#### [Exercise]
The records that follow must be repeated exactly as they stand.

#### [Stored data entries]
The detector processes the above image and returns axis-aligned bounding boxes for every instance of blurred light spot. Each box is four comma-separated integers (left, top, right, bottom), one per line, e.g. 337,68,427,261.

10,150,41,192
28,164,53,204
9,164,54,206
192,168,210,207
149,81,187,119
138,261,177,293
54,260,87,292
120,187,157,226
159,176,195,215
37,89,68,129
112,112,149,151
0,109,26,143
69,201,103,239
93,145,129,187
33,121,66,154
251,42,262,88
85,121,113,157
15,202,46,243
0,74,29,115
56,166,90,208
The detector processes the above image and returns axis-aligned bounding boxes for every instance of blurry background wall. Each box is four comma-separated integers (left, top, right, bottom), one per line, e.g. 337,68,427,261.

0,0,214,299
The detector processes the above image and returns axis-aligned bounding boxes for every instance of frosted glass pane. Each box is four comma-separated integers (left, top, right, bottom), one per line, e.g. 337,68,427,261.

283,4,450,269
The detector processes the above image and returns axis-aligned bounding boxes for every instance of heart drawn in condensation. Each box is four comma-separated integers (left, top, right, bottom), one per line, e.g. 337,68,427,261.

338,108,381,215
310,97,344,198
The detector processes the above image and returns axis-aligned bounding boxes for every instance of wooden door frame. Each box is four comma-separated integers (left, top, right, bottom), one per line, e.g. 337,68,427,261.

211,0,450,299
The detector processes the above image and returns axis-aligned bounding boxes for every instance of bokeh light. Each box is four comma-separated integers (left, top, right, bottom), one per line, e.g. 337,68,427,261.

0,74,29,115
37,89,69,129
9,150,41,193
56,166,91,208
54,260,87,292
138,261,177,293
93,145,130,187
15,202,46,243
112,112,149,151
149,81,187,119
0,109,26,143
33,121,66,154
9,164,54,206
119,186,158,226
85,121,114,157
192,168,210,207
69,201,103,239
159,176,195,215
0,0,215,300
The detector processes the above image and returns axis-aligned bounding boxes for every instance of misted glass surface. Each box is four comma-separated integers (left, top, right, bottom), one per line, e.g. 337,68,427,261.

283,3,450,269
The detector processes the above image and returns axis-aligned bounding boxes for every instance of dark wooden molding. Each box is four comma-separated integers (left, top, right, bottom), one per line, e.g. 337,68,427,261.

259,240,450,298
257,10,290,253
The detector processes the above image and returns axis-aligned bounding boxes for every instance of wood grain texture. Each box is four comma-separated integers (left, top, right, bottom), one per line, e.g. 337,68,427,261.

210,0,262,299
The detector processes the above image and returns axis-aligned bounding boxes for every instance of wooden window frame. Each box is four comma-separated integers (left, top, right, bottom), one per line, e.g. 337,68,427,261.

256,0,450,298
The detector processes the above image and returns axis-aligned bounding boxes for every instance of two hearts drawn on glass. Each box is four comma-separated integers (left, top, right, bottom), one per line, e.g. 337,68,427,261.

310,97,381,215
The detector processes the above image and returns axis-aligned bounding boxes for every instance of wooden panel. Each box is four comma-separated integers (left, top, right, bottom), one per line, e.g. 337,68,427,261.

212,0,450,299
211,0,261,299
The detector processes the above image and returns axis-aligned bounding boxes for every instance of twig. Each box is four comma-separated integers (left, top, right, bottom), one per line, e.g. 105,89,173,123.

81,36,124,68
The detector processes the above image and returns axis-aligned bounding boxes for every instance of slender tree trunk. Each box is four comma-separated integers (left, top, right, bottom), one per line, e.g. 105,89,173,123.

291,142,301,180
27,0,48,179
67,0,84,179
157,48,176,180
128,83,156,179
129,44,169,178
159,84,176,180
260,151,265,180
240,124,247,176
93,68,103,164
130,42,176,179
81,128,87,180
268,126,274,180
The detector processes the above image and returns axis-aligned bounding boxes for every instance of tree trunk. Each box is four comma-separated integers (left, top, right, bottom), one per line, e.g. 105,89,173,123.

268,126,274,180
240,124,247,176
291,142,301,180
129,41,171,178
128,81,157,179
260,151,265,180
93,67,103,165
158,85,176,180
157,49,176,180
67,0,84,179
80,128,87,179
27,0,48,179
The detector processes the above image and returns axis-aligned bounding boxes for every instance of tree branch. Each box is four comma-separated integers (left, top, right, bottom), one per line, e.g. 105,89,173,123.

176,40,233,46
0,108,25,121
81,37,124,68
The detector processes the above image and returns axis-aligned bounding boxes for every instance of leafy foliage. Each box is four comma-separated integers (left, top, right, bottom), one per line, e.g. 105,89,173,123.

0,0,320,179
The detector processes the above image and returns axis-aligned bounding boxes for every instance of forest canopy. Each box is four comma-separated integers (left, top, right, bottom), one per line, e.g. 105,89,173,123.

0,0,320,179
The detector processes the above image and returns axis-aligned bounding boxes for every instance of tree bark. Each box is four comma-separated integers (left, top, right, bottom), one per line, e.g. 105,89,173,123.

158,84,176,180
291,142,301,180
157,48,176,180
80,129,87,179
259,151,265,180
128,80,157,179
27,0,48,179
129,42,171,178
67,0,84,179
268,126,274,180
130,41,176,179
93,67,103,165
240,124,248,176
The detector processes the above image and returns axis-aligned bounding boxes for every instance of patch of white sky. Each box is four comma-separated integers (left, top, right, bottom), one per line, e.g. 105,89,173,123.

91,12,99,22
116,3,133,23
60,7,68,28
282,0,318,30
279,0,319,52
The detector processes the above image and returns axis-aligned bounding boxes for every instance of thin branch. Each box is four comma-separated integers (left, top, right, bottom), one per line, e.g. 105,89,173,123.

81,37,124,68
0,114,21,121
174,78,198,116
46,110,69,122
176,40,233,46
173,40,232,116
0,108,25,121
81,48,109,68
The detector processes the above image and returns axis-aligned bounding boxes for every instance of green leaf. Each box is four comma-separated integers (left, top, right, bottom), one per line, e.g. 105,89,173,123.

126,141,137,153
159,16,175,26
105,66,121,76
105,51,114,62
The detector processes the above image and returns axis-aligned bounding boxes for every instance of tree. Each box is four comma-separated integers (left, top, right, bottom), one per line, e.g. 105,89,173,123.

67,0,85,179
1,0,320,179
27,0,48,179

#### [Reply to the exercise]
The detector processes the above image and returns axis-aligned bounding boxes for every instance of blurred light spot. Each box is four comma-separated integers (left, top, right, bottom), one per line, e.g. 337,68,427,261.

10,150,41,192
28,164,53,204
9,164,54,206
192,168,210,207
149,81,187,119
138,261,177,293
54,260,87,292
120,187,157,226
159,176,195,215
37,89,68,129
112,112,149,151
0,109,26,143
69,201,103,239
93,145,129,187
33,121,66,154
251,42,262,88
85,121,113,157
15,202,46,243
0,74,29,115
56,166,90,208
The detector processes the above image and returns axis-aligned bounding boxes for every instance of blurry background wall. Each box is four comma-separated integers (left, top, right, bottom), one per line, e.g. 337,68,427,261.

0,0,214,299
The detector processes the above image and returns axis-aligned bounding boxes for every instance of frosted glass pane. Each box is four comma-separated integers (left, top, right, bottom), one per line, e.g. 337,68,427,261.

283,4,450,269
The detector processes the above image and returns axis-aligned bounding boxes for every instance of heart drawn in condensation. Each box is four comma-separated integers (left, top, right, bottom), one per line, e.g. 337,68,427,261.

338,108,381,215
310,97,344,198
The detector processes the above image and returns axis-aligned bounding boxes for every instance of wooden door frame. Each box is four comma-separated integers (left, top, right, bottom), one per line, e.g. 337,68,427,261.

211,0,450,299
The detector processes the above image and returns axis-aligned bounding boxes for every instance of bokeh light. Each box is four comma-separated integers (left, top, right, bottom), one per line, e.g. 337,68,427,261.

0,74,29,115
37,89,69,129
9,150,41,193
56,166,91,208
54,260,87,292
138,261,177,293
93,145,130,187
15,202,46,243
112,112,149,151
149,81,187,119
0,109,26,143
33,121,66,154
9,164,54,206
119,186,158,226
85,121,114,157
192,168,210,207
69,201,103,239
159,176,195,215
0,0,215,300
The detector processes the above image and returns axis-aligned bounding boxes for every instance of misted glass surface. Each box is four comma-separated integers (left, top, right, bottom), one per line, e.g. 337,68,427,261.

283,3,450,269
The detector processes the above image and returns axis-aligned bounding boxes for every instance of dark wooden molding. Each box is four comma-separated integers (left, top, right, bottom), one per line, e.g. 337,68,427,261.

259,240,450,298
257,10,290,253
The detector processes the above image and returns axis-aligned bounding boxes for every instance of wood grain texture. Each box is four comma-separated integers (left, top, right, bottom), one per line, e.g. 337,68,427,261.

210,0,262,299
The detector processes the above image and returns axis-aligned bounding boxes for every instance of wooden window frame. Each box is four comma-separated integers (left, top, right, bottom), one per line, e.g. 337,68,427,261.

256,0,450,298
The detector processes the above image and returns axis-aligned bounding boxes for every instance of two hearts drawn on glass. Each box is four comma-separated integers (left, top, right, bottom), one per line, e.g. 337,68,427,261.

310,97,381,215
The detector processes the above image and returns axis-aligned bounding boxes for every instance of wooden panel. Each box is four comma-separated integers (left, top, right, bottom), one per line, e.g. 337,68,427,261.

212,0,450,299
211,0,261,299
The detector processes the above image and returns axis-aligned bounding boxes for every instance of twig. Each box is four comma-separated integers (left, top, right, bottom), one per line, e.g. 105,89,173,123.

81,36,124,68
The detector processes the above image and returns axis-aligned bounding boxes for every instance of slender tree trunk. Each box is four comma-separated integers (left, top, right, bottom), one per line, e.g. 105,89,173,123.

291,142,301,180
27,0,48,179
67,0,84,179
157,48,176,180
128,83,156,179
129,44,169,178
159,84,176,180
260,151,265,180
240,124,247,176
93,68,103,164
130,42,176,179
81,128,87,180
268,126,274,180
The detector processes the above image and returns axis-aligned bounding boxes for every instance of tree trunk. Each box is four comma-separated integers (left, top, right, bottom), one per line, e.g. 105,89,173,123.

268,126,274,180
240,124,247,176
291,142,301,180
129,41,171,178
128,81,157,179
260,151,265,180
93,67,103,165
158,85,176,180
157,49,176,180
67,0,84,179
80,128,87,179
27,0,48,179
The detector processes the above image and returns axis-aligned bounding boxes for every instance of tree branch. Each box is four comma-separated integers (left, top, right, bottom), one per line, e.g. 105,89,173,123.

176,40,233,46
0,108,25,121
81,37,124,68
The detector processes the above image and returns axis-aligned bounding boxes for every instance of leafy foliage. Each box is four comma-separated integers (left, top, right, bottom), one per line, e.g. 105,89,173,123.

0,0,320,179
The detector processes the above image and returns axis-aligned bounding boxes for every instance of forest canopy. Each box is four comma-separated integers (left, top, right, bottom), one per line, e.g. 105,89,173,123.

0,0,320,179
The detector processes the above image and returns axis-aligned bounding boxes for every instance of tree bark. Each box is four comma-separated integers (left, top, right, bottom), one per line, e.g. 105,89,173,123.

158,84,176,180
291,142,301,180
157,48,176,180
80,129,87,179
259,151,265,180
128,80,157,179
27,0,48,179
129,42,171,178
67,0,84,179
268,126,274,180
130,41,176,179
93,67,103,165
240,124,248,176
The detector processes the above image and returns axis-aligned bounding boxes for every instance of patch of white sky. Each box is four comma-separated integers (left, top, right, bottom), one per line, e.g. 105,89,173,123.

91,12,99,22
116,3,133,23
60,7,68,28
282,0,318,30
279,0,319,52
The detector processes the above image and returns axis-aligned bounding boxes for every instance of thin branch. Each box is four comma-separated integers (left, top, right, bottom), one per line, e.g. 105,89,173,123.

81,37,124,68
0,114,21,121
174,78,198,116
46,110,69,122
176,40,233,46
173,40,232,116
0,108,25,121
81,48,109,68
The detector processes the above image and returns axis-aligned bounding boxes for every instance of green leaf. Each box is four comma-separated integers (left, top, right, bottom), one per line, e.g. 105,89,173,123.

126,141,137,153
159,16,175,26
105,66,121,76
105,51,114,62
The detector processes the above image and returns axis-aligned bounding boxes for every instance of tree. Each box is four comma-separated integers (left, top, right, bottom), one per line, e.g. 105,89,173,123.

67,0,85,179
1,0,320,179
27,0,48,179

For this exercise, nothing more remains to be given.